# [Your objective]
Please copy out all of the data below word for word, leaving out the pictures.

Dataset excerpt
+-------+
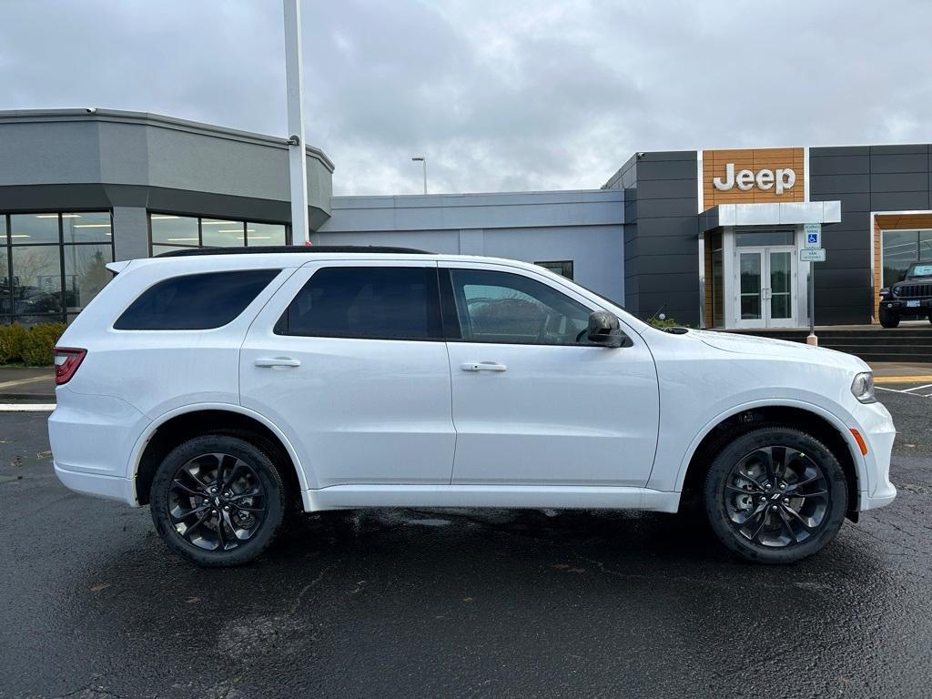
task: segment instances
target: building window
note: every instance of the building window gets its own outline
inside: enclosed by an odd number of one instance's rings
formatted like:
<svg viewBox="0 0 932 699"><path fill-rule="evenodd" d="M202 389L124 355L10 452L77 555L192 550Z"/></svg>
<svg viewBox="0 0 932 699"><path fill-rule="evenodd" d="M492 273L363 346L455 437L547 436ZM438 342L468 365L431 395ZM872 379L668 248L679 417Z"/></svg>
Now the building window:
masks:
<svg viewBox="0 0 932 699"><path fill-rule="evenodd" d="M561 277L566 277L567 279L573 278L573 261L572 260L562 260L557 262L535 262L538 267L542 267L544 269L549 269L554 274L559 274Z"/></svg>
<svg viewBox="0 0 932 699"><path fill-rule="evenodd" d="M287 245L288 226L253 221L149 213L153 255L185 248L237 248Z"/></svg>
<svg viewBox="0 0 932 699"><path fill-rule="evenodd" d="M884 286L903 279L913 262L932 260L932 230L884 230Z"/></svg>
<svg viewBox="0 0 932 699"><path fill-rule="evenodd" d="M0 214L0 323L70 321L113 260L110 212Z"/></svg>
<svg viewBox="0 0 932 699"><path fill-rule="evenodd" d="M734 232L734 246L744 248L748 246L793 245L795 236L796 231L792 228L785 230L736 230Z"/></svg>

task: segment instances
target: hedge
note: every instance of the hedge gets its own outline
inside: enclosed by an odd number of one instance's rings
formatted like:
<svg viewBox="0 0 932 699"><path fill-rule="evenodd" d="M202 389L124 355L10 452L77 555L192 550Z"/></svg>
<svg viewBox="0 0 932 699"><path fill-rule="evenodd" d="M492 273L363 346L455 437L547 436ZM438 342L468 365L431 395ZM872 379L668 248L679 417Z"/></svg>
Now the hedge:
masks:
<svg viewBox="0 0 932 699"><path fill-rule="evenodd" d="M30 366L48 366L53 350L64 333L63 322L43 322L24 328L14 322L0 325L0 364L22 363Z"/></svg>

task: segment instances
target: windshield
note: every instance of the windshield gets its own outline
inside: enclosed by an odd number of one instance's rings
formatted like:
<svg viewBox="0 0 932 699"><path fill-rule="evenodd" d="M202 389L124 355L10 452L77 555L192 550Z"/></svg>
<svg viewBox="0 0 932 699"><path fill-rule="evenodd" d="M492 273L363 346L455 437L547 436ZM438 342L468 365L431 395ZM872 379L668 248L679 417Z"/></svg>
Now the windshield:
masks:
<svg viewBox="0 0 932 699"><path fill-rule="evenodd" d="M907 273L906 278L914 279L916 277L932 277L932 264L913 265Z"/></svg>

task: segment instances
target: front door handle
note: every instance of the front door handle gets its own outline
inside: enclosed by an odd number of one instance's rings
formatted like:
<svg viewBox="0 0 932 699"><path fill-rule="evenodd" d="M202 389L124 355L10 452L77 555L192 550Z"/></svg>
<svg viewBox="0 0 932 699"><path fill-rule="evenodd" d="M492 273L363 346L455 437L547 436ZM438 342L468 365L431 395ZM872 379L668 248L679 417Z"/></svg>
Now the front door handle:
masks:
+-------+
# [Result of the exercise]
task: segment instances
target: building window
note: every instance of the building window gets its own outline
inside: enclosed by an odd number of one instance's rings
formatted like:
<svg viewBox="0 0 932 699"><path fill-rule="evenodd" d="M202 389L124 355L10 452L77 555L192 550Z"/></svg>
<svg viewBox="0 0 932 699"><path fill-rule="evenodd" d="M492 273L363 346L455 437L547 436ZM438 342L468 365L431 395ZM872 379L668 248L679 417Z"/></svg>
Now the building window:
masks:
<svg viewBox="0 0 932 699"><path fill-rule="evenodd" d="M561 277L566 277L567 279L573 278L573 261L572 260L562 260L557 262L535 262L538 267L542 267L544 269L549 269L554 274L559 274Z"/></svg>
<svg viewBox="0 0 932 699"><path fill-rule="evenodd" d="M287 245L288 226L253 221L149 213L153 255L185 248L237 248Z"/></svg>
<svg viewBox="0 0 932 699"><path fill-rule="evenodd" d="M884 286L903 279L913 262L932 260L932 230L884 230Z"/></svg>
<svg viewBox="0 0 932 699"><path fill-rule="evenodd" d="M0 214L0 323L70 321L113 260L110 212Z"/></svg>
<svg viewBox="0 0 932 699"><path fill-rule="evenodd" d="M734 232L734 246L744 248L748 246L793 245L795 236L796 231L792 228L785 230L736 230Z"/></svg>

task: segment instances
target: hedge
note: every instance of the hedge gets its own outline
inside: enclosed by an odd number of one instance's rings
formatted like:
<svg viewBox="0 0 932 699"><path fill-rule="evenodd" d="M202 389L124 355L10 452L77 555L192 550Z"/></svg>
<svg viewBox="0 0 932 699"><path fill-rule="evenodd" d="M492 273L363 346L455 437L547 436ZM438 342L468 365L431 395ZM872 379L668 248L679 417Z"/></svg>
Now the hedge:
masks:
<svg viewBox="0 0 932 699"><path fill-rule="evenodd" d="M30 366L48 366L53 350L64 333L63 322L43 322L24 328L14 322L0 325L0 364L22 363Z"/></svg>

task: segment instances
target: windshield
note: every instance of the windshield gets its own outline
inside: enclosed by an odd number of one instance's rings
formatted like:
<svg viewBox="0 0 932 699"><path fill-rule="evenodd" d="M202 389L124 355L10 452L77 555L192 550Z"/></svg>
<svg viewBox="0 0 932 699"><path fill-rule="evenodd" d="M492 273L363 346L455 437L547 436ZM438 342L468 365L431 395ZM872 379L668 248L679 417Z"/></svg>
Now the windshield:
masks:
<svg viewBox="0 0 932 699"><path fill-rule="evenodd" d="M907 273L906 278L914 279L916 277L932 277L932 264L913 265Z"/></svg>

task: segment instances
target: front door handle
note: every instance of the front door handle gets its own outline
inside: enclosed by an odd number of one instance's rings
formatted like:
<svg viewBox="0 0 932 699"><path fill-rule="evenodd" d="M202 389L124 355L10 452L77 555L192 550Z"/></svg>
<svg viewBox="0 0 932 699"><path fill-rule="evenodd" d="M492 273L363 346L455 437L547 436ZM438 342L468 365L431 395ZM872 379L668 248L679 417Z"/></svg>
Now the front door handle:
masks:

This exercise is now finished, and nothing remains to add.